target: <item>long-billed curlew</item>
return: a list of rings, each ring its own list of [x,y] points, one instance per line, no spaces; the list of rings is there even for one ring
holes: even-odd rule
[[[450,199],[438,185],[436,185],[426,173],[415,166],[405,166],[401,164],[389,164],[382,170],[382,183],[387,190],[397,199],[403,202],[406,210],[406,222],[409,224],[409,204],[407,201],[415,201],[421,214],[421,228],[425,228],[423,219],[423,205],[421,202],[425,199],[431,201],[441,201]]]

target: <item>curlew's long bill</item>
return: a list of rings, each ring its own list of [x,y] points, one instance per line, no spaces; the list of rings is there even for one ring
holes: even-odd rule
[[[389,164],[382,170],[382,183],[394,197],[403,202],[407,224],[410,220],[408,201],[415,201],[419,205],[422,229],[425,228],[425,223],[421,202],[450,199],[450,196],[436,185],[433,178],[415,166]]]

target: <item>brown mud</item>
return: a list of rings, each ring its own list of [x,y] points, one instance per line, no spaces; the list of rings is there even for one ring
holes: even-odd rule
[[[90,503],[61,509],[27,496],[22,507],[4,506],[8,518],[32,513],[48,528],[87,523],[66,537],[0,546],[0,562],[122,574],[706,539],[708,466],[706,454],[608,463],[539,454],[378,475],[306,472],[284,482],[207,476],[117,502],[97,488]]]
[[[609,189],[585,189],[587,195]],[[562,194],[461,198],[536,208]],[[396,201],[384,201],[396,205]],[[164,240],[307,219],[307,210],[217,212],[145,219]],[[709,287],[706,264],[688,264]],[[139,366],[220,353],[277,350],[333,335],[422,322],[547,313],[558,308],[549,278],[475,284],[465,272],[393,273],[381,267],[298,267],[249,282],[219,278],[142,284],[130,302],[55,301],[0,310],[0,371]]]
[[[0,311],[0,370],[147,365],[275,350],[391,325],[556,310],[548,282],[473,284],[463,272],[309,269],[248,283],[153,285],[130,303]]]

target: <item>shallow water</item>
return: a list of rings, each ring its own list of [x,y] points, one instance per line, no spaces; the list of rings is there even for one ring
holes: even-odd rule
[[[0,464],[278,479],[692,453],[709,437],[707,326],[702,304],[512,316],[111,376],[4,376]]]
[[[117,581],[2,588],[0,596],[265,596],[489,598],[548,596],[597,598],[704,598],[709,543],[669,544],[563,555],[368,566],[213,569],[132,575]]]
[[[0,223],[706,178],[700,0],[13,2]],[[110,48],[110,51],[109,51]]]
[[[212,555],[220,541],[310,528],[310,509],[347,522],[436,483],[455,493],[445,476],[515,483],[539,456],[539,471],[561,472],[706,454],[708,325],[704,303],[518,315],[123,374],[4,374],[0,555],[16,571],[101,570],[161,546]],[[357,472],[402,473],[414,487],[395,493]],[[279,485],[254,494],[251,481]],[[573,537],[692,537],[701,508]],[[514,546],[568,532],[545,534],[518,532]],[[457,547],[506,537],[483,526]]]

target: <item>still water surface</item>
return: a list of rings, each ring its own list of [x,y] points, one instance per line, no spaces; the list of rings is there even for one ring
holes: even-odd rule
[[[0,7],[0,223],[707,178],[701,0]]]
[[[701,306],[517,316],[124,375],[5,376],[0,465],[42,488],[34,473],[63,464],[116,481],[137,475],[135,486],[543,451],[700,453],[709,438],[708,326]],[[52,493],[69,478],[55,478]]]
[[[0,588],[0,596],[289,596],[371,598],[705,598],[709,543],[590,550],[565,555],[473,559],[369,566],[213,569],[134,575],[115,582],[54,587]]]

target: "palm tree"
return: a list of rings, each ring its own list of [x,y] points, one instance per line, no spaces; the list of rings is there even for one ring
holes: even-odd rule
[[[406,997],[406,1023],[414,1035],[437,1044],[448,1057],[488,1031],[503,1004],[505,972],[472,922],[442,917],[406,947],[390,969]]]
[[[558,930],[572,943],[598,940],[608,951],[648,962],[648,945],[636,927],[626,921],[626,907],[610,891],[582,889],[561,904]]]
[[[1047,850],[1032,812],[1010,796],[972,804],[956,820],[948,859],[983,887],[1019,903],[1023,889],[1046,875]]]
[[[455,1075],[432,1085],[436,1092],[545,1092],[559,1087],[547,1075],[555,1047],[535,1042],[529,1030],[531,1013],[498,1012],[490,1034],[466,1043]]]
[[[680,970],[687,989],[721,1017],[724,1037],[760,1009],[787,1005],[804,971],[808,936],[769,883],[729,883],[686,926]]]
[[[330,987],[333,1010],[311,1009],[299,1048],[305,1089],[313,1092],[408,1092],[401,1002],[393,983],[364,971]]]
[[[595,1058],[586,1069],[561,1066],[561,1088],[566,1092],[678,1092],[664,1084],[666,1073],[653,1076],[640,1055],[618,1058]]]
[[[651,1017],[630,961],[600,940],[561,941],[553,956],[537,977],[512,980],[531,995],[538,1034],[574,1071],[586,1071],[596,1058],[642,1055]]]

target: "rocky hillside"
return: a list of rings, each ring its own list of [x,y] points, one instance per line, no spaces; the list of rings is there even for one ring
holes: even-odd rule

# # #

Goal. Extract each line of the entries above that contains the word "water".

Answer below.
target: <item>shallow water</item>
target: <item>still water surface</item>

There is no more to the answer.